ENTRIES SHOWN »
********************
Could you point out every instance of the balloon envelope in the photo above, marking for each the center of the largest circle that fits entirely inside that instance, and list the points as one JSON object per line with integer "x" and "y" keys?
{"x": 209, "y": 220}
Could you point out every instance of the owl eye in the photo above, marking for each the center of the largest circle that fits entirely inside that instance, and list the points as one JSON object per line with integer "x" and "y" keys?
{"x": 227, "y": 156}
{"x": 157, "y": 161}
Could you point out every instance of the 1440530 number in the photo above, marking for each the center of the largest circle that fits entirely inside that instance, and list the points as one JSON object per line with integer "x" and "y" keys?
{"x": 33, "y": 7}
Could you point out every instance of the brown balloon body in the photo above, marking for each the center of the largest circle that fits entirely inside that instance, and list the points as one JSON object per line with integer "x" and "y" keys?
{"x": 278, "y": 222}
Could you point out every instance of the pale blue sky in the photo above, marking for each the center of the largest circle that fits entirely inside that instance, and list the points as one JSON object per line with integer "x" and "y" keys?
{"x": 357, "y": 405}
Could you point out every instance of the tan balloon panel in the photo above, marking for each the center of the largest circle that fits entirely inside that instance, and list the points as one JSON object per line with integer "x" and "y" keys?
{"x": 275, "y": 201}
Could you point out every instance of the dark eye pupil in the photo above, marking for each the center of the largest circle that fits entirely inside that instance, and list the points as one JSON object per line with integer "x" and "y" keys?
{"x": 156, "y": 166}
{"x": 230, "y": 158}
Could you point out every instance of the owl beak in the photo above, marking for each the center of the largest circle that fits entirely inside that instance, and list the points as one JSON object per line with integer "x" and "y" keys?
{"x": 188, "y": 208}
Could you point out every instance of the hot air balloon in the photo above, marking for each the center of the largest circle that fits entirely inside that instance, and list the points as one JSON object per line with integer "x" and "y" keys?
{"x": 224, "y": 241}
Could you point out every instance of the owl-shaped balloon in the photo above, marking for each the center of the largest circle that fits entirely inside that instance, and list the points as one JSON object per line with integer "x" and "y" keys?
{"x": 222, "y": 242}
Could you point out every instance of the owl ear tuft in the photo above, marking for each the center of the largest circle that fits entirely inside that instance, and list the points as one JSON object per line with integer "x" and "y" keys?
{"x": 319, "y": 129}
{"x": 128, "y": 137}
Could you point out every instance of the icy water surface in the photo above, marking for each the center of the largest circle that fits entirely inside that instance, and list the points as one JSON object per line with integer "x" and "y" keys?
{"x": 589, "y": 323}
********************
Copy exactly, and only, the lines from the one containing "Could you point out every instance of the owl ear" through the last line of the listing.

Could you point out every instance of the owl ear tuft in the photo above, marking for each the center of the largest circle that fits entirely inside that instance, and list the points as one JSON object per line with integer "x" and "y" keys?
{"x": 319, "y": 129}
{"x": 128, "y": 137}
Could you point out every instance of the icy water surface in the photo above, marking for each the center of the largest circle that fits entirely inside that instance, and list the points as one JSON object per line with integer "x" and "y" keys?
{"x": 589, "y": 323}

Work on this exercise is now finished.